TO BE DONE | Render the lines below as a Markdown table with two columns, Row and Line, numbering each row. Leave out blank lines and pictures.

----

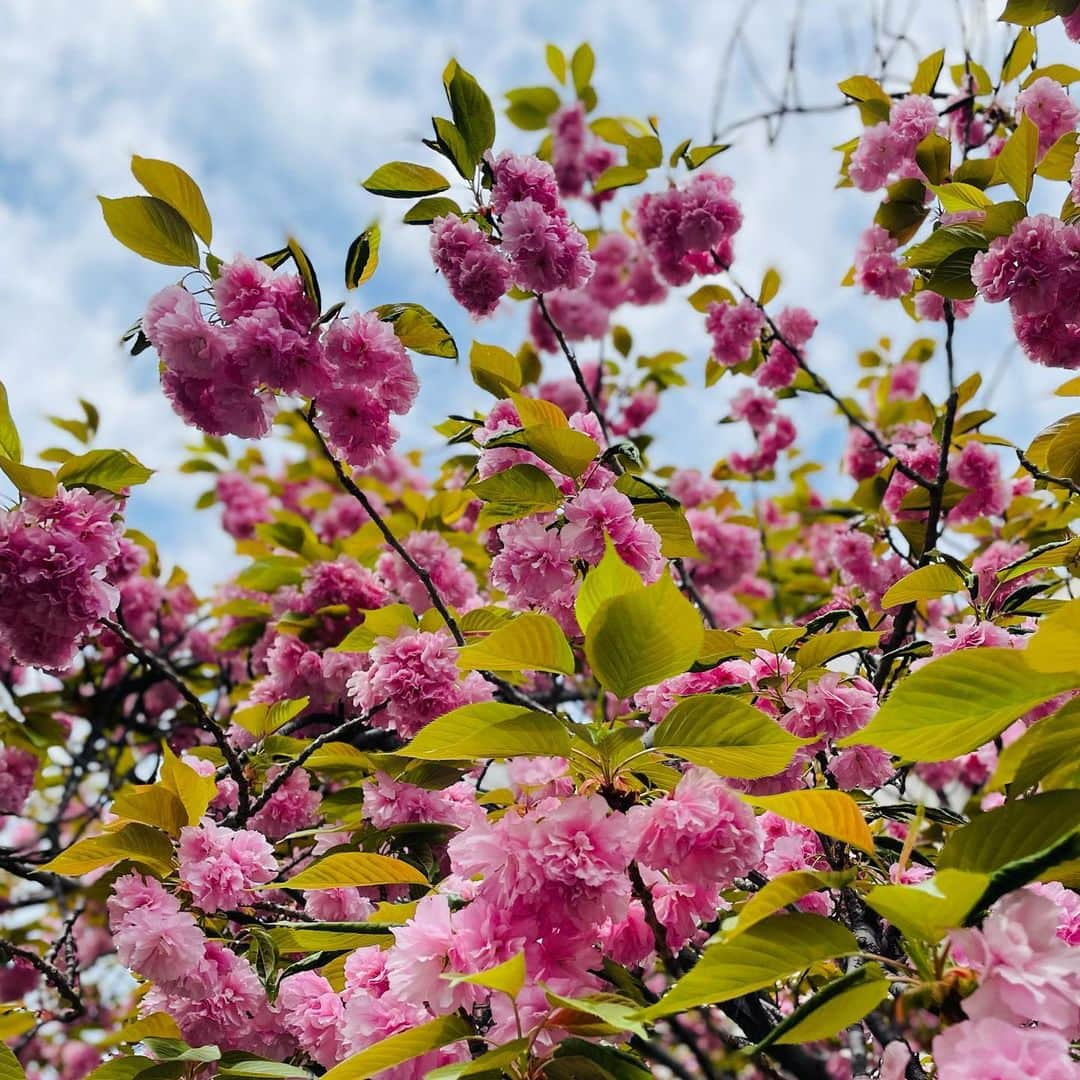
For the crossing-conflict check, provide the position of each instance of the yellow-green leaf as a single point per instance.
(151, 228)
(929, 909)
(401, 1048)
(783, 890)
(487, 730)
(834, 813)
(402, 179)
(172, 185)
(508, 976)
(958, 702)
(352, 868)
(137, 842)
(10, 445)
(531, 642)
(726, 736)
(642, 637)
(29, 480)
(610, 577)
(771, 950)
(926, 583)
(1015, 164)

----

EXERCISE RESPONSE |
| Row | Line |
|---|---|
| 1 | For the crossing-conflict check, provide the position of each instance of the yellow-green leaf as a single point per instance. |
| 2 | (151, 228) |
| 3 | (929, 909) |
| 4 | (401, 1048) |
| 5 | (783, 890) |
| 6 | (487, 730) |
| 7 | (834, 813) |
| 8 | (402, 179) |
| 9 | (172, 185) |
| 10 | (508, 976) |
| 11 | (958, 702) |
| 12 | (352, 868) |
| 13 | (137, 842) |
| 14 | (10, 445) |
| 15 | (531, 642) |
| 16 | (726, 736) |
| 17 | (642, 637) |
| 18 | (29, 480) |
| 19 | (610, 577) |
| 20 | (771, 950) |
| 21 | (926, 583) |
| 22 | (1015, 164) |